OBJECTIVE
Drop the pictures from the entries below, then reproduce the rest exactly.

Stored entries:
******************************

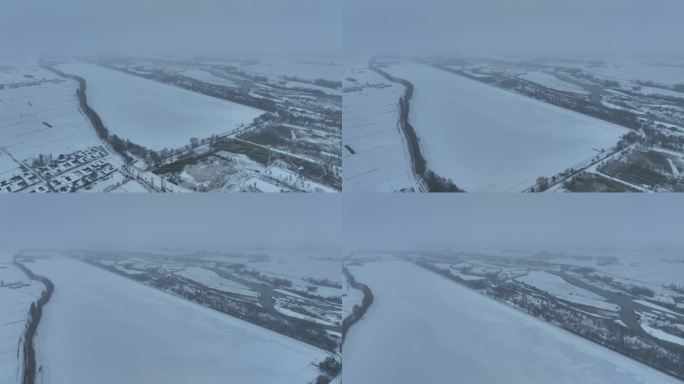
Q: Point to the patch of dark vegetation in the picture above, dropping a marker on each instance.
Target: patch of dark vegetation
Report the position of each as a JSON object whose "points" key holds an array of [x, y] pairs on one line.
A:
{"points": [[331, 367], [667, 357], [591, 182], [648, 168]]}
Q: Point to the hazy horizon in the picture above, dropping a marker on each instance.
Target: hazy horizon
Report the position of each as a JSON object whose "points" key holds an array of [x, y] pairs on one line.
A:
{"points": [[514, 222], [158, 27], [526, 27], [171, 221]]}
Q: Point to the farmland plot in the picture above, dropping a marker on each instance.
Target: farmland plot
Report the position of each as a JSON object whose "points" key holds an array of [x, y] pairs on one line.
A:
{"points": [[151, 336], [489, 139], [153, 114], [462, 334]]}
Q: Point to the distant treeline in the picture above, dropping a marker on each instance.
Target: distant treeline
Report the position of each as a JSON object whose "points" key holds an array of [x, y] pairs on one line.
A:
{"points": [[357, 311]]}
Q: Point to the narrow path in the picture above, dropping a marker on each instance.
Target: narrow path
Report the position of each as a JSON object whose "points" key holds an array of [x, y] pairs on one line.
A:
{"points": [[358, 311], [35, 314]]}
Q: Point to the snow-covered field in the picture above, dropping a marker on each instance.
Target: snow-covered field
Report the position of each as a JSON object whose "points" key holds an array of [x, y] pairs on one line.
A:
{"points": [[301, 68], [212, 280], [558, 287], [381, 162], [439, 332], [489, 139], [625, 70], [550, 81], [42, 116], [153, 114], [103, 328], [17, 292]]}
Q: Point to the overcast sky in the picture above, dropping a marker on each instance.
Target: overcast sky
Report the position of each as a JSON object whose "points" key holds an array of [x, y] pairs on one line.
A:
{"points": [[190, 221], [210, 27], [546, 221], [539, 27]]}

******************************

WRITTEN ANSWER
Q: Point to the patch of dark vegetation in the picture above, dropping a marker on each instance.
Target: patch of dark vegetation
Report the position of each as a JSON object whose "points" key holds an array of [x, y] pairs on one line.
A:
{"points": [[331, 367], [667, 357], [591, 182], [648, 168]]}
Q: Point to the hazy horizon in the picture above, dropping a marker on each instance.
Target: hazy horizon
Report the position of each as a JSON object whose "points" key holds an array of [x, y] pairs on one line.
A:
{"points": [[514, 222], [158, 27], [526, 27], [171, 221]]}
Q: Point to the farmland plot in the picture above, dropping a marker on each instance.
Target: farmland plot
Report the position of each as a JSON object whose "points" key holds an array of [x, y] pairs on one line.
A:
{"points": [[151, 336], [489, 139], [153, 114], [462, 334]]}
Q: Point to the distant treeline in the picture above, dropping a marker on each instance.
Target: distant treeline
Report the position of each as a JSON object whose "points" key holds an array of [x, y] pairs on one line.
A:
{"points": [[357, 311]]}
Q: Point to the narrow path in the picture above, dropping a marker on each instance.
Target: narrow path
Report the position of each as a JSON object whose "points" key holds an array of [x, y] pairs on one line.
A:
{"points": [[358, 311], [35, 314]]}
Q: Point to the snow-covered field in the picture above, dropping a marker on each instance.
Target: snow-covered field
Report the position of each as a JSON object whose "points" key holds an array of [x, y] pairs on one line.
A:
{"points": [[301, 68], [212, 280], [558, 287], [381, 162], [439, 332], [489, 139], [625, 70], [550, 81], [42, 116], [153, 114], [103, 328], [17, 292]]}
Q: Point to the overcast sky in the picture above, dropping a marker on each instance.
Target: overcast sky
Report the position of each as a JSON object whose "points" key holds an array of [x, y] pairs on one line.
A:
{"points": [[190, 221], [210, 27], [546, 221], [539, 27]]}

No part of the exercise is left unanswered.